◆ ACCIONES A REALIZAR
a) Según la columna sobre la oración por paciencia, ¿qué cargo ocupa su autora en Grupo Promerica?
b) Prosigue la columna sobre la oración por paciencia a partir de la última oración que aparece en el texto de referencia.

◆ TEXTO DE REFERENCIA
____________________

La columna relata cómo la autora, mediante una oración espontánea pidiendo paciencia y compasión, logró conectar y sostener una conversación profunda con una persona que antes le resultaba difícil tratar.
Por Karla Icaza, vicepresidenta ejecutiva de Gobierno Corporativo de Grupo Promerica
Hace algunas semanas mi esposo y yo nos íbamos a ver con unas personas, y una de ellas “me cuesta más” de lo normal. Me refiero a que, por su forma de ser, no aguanto mucho tiempo conversando con ella. Como no tengo que verla tan a menudo, cada vez que se daba el caso, respiraba hondo y hacía mi mejor esfuerzo para poner “cara de póker” y estirar mi paciencia lo más que pudiera. Seguramente yo también “les cuesto más de lo normal” a algunas personas.
En esa ocasión mientras nos dirigíamos al lugar donde nos encontraríamos, decidí de forma espontánea, orar (hablar con Dios) y le dije literal: “Señor dame paciencia y poné compasión y misericordia en mi corazón”. Mi esposo me quedó viendo y se puso a reír diciendo: Karla Icaza, Karla Icaza….

____________________

◆ DATOS PROPORCIONADOS

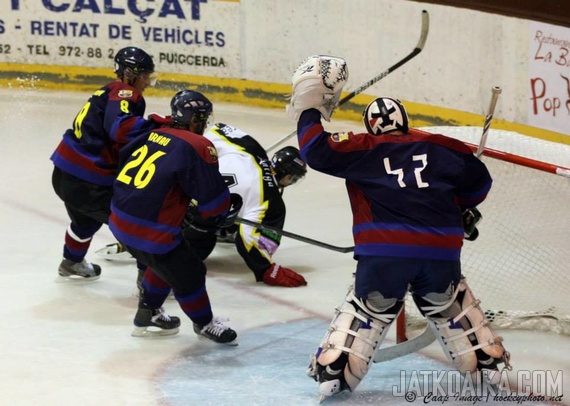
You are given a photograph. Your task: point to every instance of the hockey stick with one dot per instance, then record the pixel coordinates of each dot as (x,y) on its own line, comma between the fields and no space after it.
(496,91)
(405,348)
(364,86)
(294,236)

____________________

◆ RESPUESTAS
a) Es vicepresidenta ejecutiva de Gobierno Corporativo de Grupo Promerica.

b)
No me lo van a creer, pero algo pasó ese día. Fue la primera vez que pude sostener una conversación de tú a tú con esa persona, donde hablamos de varios temas profundos, experiencias de vida y hasta se le pusieron los ojos llorosos varias veces. Fue tan obvio lo que había pasado que mi esposo cuando regresamos a la casa, en el camino, me hizo comentarios al respecto. Nunca pensé que podía pasar lo que pasó con esa persona que anteriormente me sacaba de quicio. La verdad es que parada en mi orgullo me repetía a mí misma que no toda la gente tiene que caerme bien, y por eso no estaba haciendo ningún esfuerzo para buscar como mejorar las cosas. Siempre alguien tiene que dar el primer paso, y esta vez me tocó a mí. La oración que hice de forma espontánea, el Señor la escuchó y me tomó la palabra.
Orar es hablar con Dios de lo que sea y no tiene que ser solamente para pedirle cosas. La oración no es un extinguidor que sacamos cuando hay un fuego. Orar es hablar con El todo el tiempo, de lo que sea. A veces creemos que solo debemos orar cuando tenemos un problema, una situación difícil, una necesidad o un anhelo. Estoy segura de que más de alguna vez han escuchado a alguien decir “lo único que me queda es orar”. Esa expresión significa que Dios es su último recurso.
Recuerdo que cuando estuve en tratamiento de quimioterapia por el cáncer de seno que tuve, una vez una amiga me dijo: “vos tenés pata con El de Arriba”. Tener pata en mi país significa tener influencia con alguien. Todos tenemos acceso a acercarnos a Dios en todo momento. Nunca está ocupado para prestar oído a lo que tengamos que decirle.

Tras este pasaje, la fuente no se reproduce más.